Reading passage –
Most images that are captured and shared online today also come with additional metadata in the form of where they were taken, when they were taken, and who captured them. This information not only offers the possibility of helping to resolve ambiguous cases for image classification, but can also enable us to generate predictions of where, and when, different objects are likely to be observed.

Existing work that uses location information to improve classification performance either discretizes the input data into spatio-temporal volumes [5], store the entire training set in memory at inference time [64], or jointly train deep images classifiers along with corresponding location information [55]. Methods that discretize or store the raw training data do not scale well in terms of memory, and jointly training image classifiers with location information necessitates that location information is present at test time - which may not always be the case. We take inspiration from species distribution modeling (SDM) [20], and instead model a separate geographical prior that can be combined with the predictions of any image classifier. However, unlike many approaches to SDM that assume they have access to presence and absence information at training time (e.g. [56]), we make a more general assumption that only presence information is available i.e. we know where the categories have been observed, but have no explicit data regarding where they are not found.

Raw data –
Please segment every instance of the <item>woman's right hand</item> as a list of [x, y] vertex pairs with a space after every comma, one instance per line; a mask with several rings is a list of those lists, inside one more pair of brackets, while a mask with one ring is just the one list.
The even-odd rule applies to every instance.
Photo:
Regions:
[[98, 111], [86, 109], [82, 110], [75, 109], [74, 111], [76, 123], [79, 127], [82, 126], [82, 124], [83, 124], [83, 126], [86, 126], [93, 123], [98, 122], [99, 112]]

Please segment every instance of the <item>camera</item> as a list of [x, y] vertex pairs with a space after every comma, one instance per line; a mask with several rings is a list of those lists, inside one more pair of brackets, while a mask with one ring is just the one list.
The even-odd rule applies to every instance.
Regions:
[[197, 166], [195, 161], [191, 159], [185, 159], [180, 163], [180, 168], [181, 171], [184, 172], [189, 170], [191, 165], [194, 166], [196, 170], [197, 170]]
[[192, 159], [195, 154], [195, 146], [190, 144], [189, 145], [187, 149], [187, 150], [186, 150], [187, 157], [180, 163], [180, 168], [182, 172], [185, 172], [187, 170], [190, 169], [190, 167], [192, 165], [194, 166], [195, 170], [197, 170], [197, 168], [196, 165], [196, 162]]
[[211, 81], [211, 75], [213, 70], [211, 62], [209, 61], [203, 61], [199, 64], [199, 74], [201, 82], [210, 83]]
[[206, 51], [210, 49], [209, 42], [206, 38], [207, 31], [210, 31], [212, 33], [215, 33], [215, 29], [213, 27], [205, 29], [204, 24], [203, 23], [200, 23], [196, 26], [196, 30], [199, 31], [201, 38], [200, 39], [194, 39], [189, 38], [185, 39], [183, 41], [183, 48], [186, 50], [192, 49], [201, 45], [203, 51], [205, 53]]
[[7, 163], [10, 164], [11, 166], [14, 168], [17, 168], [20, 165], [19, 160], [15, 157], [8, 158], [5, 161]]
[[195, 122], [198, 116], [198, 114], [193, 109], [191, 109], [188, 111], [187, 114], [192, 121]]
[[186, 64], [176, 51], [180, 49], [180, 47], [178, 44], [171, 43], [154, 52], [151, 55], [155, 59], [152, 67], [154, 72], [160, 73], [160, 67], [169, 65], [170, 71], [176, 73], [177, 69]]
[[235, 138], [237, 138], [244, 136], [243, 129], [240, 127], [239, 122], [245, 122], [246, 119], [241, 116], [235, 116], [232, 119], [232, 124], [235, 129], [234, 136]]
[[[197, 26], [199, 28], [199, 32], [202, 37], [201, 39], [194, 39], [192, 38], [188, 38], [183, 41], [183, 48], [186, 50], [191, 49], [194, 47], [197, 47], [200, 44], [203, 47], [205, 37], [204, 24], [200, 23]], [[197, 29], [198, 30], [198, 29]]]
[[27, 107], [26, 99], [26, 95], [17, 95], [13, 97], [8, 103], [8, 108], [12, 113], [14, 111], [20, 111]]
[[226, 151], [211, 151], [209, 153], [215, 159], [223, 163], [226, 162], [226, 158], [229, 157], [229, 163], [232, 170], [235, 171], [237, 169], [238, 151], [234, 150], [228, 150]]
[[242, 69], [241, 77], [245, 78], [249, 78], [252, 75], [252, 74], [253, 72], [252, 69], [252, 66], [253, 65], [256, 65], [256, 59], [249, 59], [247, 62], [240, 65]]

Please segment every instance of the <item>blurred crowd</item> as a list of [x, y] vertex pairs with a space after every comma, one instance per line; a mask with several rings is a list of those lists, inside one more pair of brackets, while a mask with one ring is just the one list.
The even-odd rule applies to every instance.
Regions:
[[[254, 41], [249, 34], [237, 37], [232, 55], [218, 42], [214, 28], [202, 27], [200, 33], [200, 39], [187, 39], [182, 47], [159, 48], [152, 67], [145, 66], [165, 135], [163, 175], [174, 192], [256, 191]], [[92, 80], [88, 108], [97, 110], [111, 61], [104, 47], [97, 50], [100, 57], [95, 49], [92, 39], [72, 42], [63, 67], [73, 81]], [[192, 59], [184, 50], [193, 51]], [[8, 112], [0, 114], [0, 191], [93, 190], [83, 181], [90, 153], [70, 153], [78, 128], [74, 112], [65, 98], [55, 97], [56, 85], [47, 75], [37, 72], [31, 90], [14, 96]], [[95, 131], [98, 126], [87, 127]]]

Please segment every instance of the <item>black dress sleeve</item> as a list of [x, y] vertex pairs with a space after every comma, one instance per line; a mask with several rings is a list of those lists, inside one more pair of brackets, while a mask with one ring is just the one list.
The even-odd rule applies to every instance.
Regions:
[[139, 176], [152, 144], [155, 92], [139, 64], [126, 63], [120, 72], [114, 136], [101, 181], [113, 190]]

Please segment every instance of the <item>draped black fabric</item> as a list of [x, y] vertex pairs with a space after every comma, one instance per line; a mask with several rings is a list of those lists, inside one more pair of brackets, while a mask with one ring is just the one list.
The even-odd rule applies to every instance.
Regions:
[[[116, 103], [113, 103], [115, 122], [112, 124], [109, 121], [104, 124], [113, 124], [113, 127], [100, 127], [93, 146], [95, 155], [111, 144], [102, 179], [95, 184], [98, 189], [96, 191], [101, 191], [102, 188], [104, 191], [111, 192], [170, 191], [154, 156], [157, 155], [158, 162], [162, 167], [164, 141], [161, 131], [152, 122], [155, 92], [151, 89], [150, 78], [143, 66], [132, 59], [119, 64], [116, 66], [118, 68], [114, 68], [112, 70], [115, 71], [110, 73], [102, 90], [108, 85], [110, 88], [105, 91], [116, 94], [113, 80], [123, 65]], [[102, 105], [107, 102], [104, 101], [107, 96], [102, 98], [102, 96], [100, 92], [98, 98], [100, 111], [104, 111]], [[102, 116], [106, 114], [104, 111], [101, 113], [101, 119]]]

Task 1 –
Write out the passage on geographical priors for image classification from "Most images that" to "to be observed.".
Task 2 –
Extend the passage on geographical priors for image classification by continuing from its final sentence.
The listing is not needed for any of this work.

Written response 1 –
Most images that are captured and shared online today also come with additional metadata in the form of where they were taken, when they were taken, and who captured them. This information not only offers the possibility of helping to resolve ambiguous cases for image classification, but can also enable us to generate predictions of where, and when, different objects are likely to be observed.

Written response 2 –
In this work we make the following contributions: (1) An efficient spatio-temporal prior that jointly models the relationship between location, time of year, photographer, and the presence of multiple different object categories. (2) A novel presence-only training loss to capture these relationships. (3) Experiments that show that combining the probabilistic predictions of image classifiers with our prior significantly improves the test time performance on challenging fine-grained image datasets.

2 Related Work

Here we discuss work related to spatio-temporal models that encode the location of a set of discrete object categories. We do not address methods that explore other uses of location information such as inferring where an image was taken given only the raw pixels [29, 60], or methods that use location to disambiguate visually similar places for image localization [59, 68].

Fine-Grained Image Classification

Correctly determining which one of multiple possible fine-grained categories is present in an image requires understanding the relationship between subtle visual features and the corresponding image-level category label e.g. [61, 35, 66, 58]. Existing approaches have investigated the modeling of parts [41, 71, 9, 70, 32], higher order feature interactions [40, 23], attention mechanisms [65, 72, 62], noisy web data [37], novel training losses [14], and pairwise category information [17]. Orthogonal to those works, we propose a spatio-temporal prior that can be combined with the probabilistic predictions of any image classifier to improve the final classification performance.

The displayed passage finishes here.